## [READING TEXT]
Note also that we apply rhDispatch to the route. We are no longer interested in
the rest of the route information, so it can be discarded.

Now the heart of this algorithm: we construct the pmDynamic and pmStatic
records. For both, we recursively call toPieceMap' again, with the depth
knocked down by 1.

> toPieceMap' depth rhs = PieceMap
>     { pmDynamic = toPieceMap' depth' dynamics
>     , pmStatic = Map.map (toPieceMap' depth') statics
>     }
>   where
>     depth' = depth - 1

We turn our list of routes into a list of pairs. The first item in the pair
gives the next piece, and the second gives the route again, minus that piece.

>     pairs = map toPair rhs
>     toPair (i, Route (p:ps) b c) = (p, (i, Route ps b c))

And as we mentioned above, for multi pieces we fill in the remaining pieces
with Dynamic.

>     toPair (i, Route [] b c) = assert b (Dynamic, (i, Route [] b c))

Next, we break up our list of dynamics.

>     getDynamic (Dynamic, rh) = Just rh
>     getDynamic _ = Nothing
>     dynamics = mapMaybe getDynamic pairs

And now we make a Map for statics. Note that Map.fromList would not be
appropriate here, since it would only keep one route per Text.

>     getStatic (Static t, rh) = Just $ Map.singleton t [rh]
>     getStatic _ = Nothing
>     statics = Map.unionsWith (++) $ mapMaybe getStatic pairs

The time has come to actually dispatch.

> bcToDispatch :: ByCount res -> Dispatch res
> bcToDispatch (ByCount vec rest) ts0 =
>     bcToDispatch' ts0 pm0
>   where

Get the PieceMap for the appropriate group. If the length of the requested path
is greater than *max(n)*, then use the "rest" group.

>     pm0 = fromMaybe rest $ vec V.!? length ts0

Stopping case: we've found our list of routes. Sort them, then starting
applying their dispatch functions. If the first one returns Nothing, go to the
next, and so on.

>     bcToDispatch' _ (PieceMapEnd r) = firstJust (\f -> f ts0) $ map snd r

For each component, get the static PieceMap and the dynamic one, combine them
together, and then continue dispatching.

Items from a dataset:
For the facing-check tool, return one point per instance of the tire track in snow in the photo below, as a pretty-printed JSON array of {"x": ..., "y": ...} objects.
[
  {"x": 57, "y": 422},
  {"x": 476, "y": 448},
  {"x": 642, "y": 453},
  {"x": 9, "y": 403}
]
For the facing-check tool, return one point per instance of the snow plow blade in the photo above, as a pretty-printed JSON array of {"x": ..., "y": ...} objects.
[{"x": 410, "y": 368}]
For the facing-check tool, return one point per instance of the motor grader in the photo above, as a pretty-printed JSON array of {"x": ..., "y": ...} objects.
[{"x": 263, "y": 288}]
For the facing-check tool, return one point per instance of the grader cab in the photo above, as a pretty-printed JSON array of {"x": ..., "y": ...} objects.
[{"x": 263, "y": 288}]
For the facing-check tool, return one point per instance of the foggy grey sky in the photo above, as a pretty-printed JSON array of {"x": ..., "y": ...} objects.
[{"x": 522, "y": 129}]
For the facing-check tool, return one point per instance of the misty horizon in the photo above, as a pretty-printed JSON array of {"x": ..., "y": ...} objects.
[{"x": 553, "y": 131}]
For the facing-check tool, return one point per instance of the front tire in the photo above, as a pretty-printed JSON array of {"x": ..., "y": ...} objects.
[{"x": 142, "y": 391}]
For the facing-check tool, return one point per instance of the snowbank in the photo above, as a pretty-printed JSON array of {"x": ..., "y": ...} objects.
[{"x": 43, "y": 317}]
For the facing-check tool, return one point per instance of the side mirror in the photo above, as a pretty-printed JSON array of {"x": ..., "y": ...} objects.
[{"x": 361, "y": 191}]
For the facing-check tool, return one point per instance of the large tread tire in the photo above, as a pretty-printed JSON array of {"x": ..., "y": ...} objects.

## [WRITTEN REQUEST 1]
Decide whether each statement agrees with the route-dispatch text, answering yes or no and quoting the words of the text that settle it. (a) Map.fromList is used to build the Map for statics. (b) When the requested path is longer than max(n), the "rest" group is used. (c) For multi pieces, the remaining pieces are filled in with Static.
## [WRITTEN REQUEST 2]
Go on with the route-dispatch text, picking up right after its final sentence.

## [FINAL RESULT 1]
(a) No: "Note that Map.fromList would not be appropriate here, since it would only keep one route per Text."
(b) Yes: "If the length of the requested path is greater than *max(n)*, then use the "rest" group."
(c) No: "for multi pieces we fill in the remaining pieces with Dynamic."

## [FINAL RESULT 2]
>     bcToDispatch' (t:ts) (PieceMap dyn sta) = bcToDispatch' ts $
>         case Map.lookup t sta of
>             Nothing -> dyn
>             Just pm -> append dyn pm

Handle an impossible case that should never happen.

>     bcToDispatch' [] _ = assert False Nothing

Helper function: get the first Just response.

> firstJust :: (a -> Maybe b) -> [a] -> Maybe b
> firstJust _ [] = Nothing
> firstJust f (a:as) = maybe (firstJust f as) Just $ f a

Combine two PieceMaps together.

> append :: PieceMap res -> PieceMap res -> PieceMap res

At the end, just combine the list of routes. But we combine them in such a way
so as to preserve their order. Since a and b come presorted (as mentioned
above), we can just merge the two lists together in linear time.

> append (PieceMapEnd a) (PieceMapEnd b) = PieceMapEnd $ merge a b

Combine the dynamic and static portions of the maps.

> append (PieceMap a x) (PieceMap b y) =
>     PieceMap (append a b) (Map.unionWith append x y)

An impossible case.

> append _ _ = assert False $ PieceMapEnd []

Our O(n) merge.

> merge :: Ord a => [(a, b)] -> [(a, b)] -> [(a, b)]
> merge x [] = x
> merge [] y = y
> merge x@(a@(ai, _):xs) y@(b@(bi, _):ys)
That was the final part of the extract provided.